- **ASSIGNMENT**:
Give back the entries verbatim.

- **INPUT FOR THIS TASK**:
=== Section Start ===

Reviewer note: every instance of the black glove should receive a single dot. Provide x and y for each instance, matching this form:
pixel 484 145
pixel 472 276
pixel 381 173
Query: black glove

=== Section End ===

- **SOLVED EXERCISE**:
Reviewer note: every instance of the black glove should receive a single dot. Provide x and y for each instance, matching this form:
pixel 484 145
pixel 472 276
pixel 381 173
Query: black glove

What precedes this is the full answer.